====== RECORDS ======
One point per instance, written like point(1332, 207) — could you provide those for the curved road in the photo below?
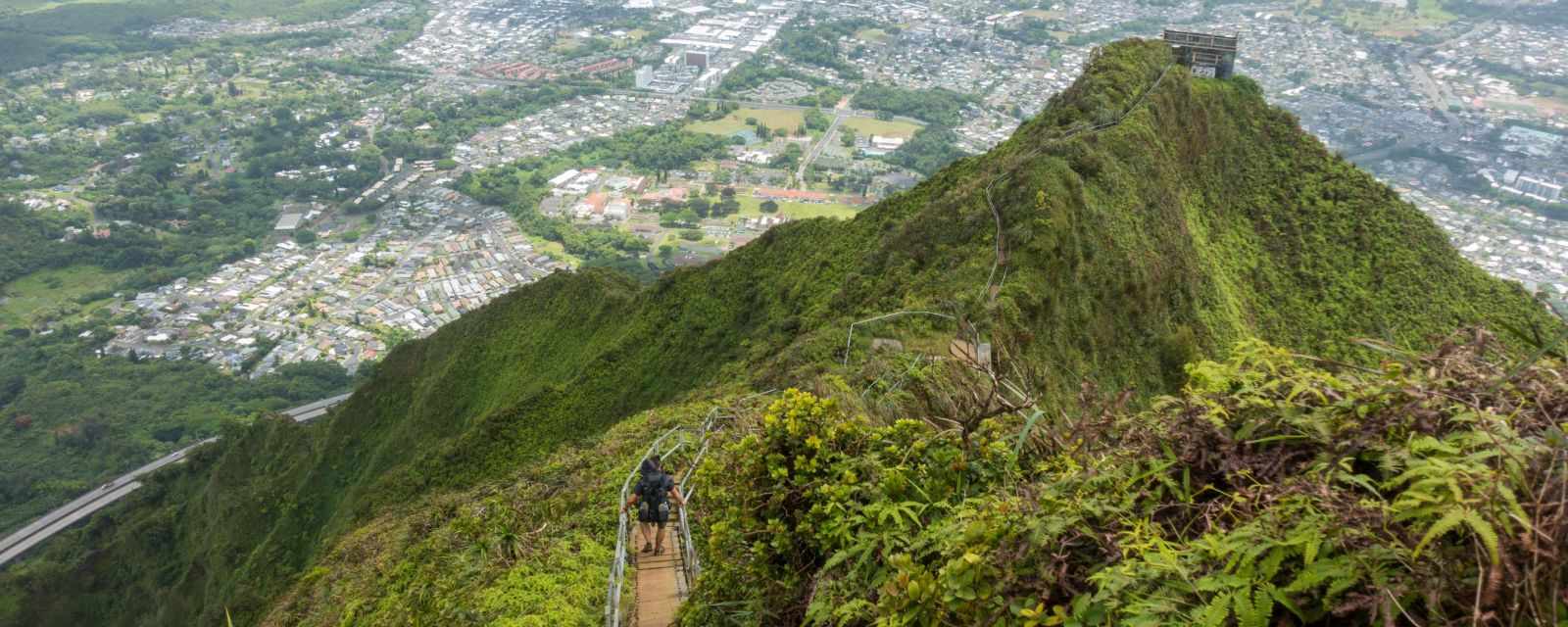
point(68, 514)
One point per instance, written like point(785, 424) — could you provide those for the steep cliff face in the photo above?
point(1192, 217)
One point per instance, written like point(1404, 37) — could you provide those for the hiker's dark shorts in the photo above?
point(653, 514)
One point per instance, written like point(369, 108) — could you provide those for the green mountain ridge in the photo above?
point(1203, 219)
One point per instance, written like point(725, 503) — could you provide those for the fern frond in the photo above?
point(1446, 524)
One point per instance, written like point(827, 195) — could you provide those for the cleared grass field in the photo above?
======
====== RECORDS ======
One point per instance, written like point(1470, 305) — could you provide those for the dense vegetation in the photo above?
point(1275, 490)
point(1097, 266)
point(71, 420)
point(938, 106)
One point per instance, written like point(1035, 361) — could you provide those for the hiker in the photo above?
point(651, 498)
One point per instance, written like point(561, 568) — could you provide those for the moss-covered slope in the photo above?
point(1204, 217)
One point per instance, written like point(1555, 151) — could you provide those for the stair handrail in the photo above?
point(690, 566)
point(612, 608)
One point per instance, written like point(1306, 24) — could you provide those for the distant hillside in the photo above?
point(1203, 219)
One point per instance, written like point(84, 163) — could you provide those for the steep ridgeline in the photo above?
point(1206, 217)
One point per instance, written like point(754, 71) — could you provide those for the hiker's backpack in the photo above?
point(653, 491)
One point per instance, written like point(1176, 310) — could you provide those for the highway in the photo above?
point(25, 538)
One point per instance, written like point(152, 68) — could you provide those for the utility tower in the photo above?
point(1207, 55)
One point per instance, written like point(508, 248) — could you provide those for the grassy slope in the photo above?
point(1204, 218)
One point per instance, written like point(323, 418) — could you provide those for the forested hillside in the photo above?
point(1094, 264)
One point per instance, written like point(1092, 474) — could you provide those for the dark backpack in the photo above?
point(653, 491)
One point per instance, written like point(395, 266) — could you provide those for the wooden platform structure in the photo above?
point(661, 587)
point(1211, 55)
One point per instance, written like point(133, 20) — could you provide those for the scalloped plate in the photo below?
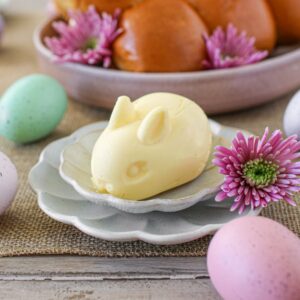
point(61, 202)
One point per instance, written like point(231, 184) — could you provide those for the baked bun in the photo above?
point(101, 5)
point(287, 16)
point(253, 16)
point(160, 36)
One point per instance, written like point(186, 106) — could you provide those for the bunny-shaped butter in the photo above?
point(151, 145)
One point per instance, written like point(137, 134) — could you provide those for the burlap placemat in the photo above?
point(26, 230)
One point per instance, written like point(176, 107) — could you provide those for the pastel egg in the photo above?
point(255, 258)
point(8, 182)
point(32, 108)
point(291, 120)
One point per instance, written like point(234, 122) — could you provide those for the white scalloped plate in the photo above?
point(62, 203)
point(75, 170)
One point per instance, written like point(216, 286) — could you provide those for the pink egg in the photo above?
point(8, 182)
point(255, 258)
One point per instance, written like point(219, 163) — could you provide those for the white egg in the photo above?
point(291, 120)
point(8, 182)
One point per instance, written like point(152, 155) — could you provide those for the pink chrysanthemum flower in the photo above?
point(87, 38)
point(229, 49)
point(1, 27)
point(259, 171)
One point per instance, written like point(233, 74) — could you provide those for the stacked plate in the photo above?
======
- TASK TO COMPLETE -
Reproduce the data above exactly, but only from the line containing "One point per instance, written like point(1332, 207)" through the line containing "One point per instance, written like point(827, 195)". Omit all pictures.

- WRITTEN ANSWER -
One point per instance, written like point(1332, 207) — could you provide those for the curved road in the photo below?
point(68, 514)
One point per instance, written like point(785, 424) — could you provide those for the steep cliff face in the photo above?
point(1192, 217)
One point per instance, written like point(1404, 37) — could you provide those for the hiker's dark shorts in the photo above?
point(653, 514)
One point per instance, written like point(369, 108) — could you provide those for the green mountain ridge in the photo above?
point(1203, 219)
One point per instance, written like point(725, 503) — could you provide those for the fern frond in the photo above?
point(1446, 524)
One point per instance, written like point(827, 195) — could you provide those for the cleared grass field in the photo above?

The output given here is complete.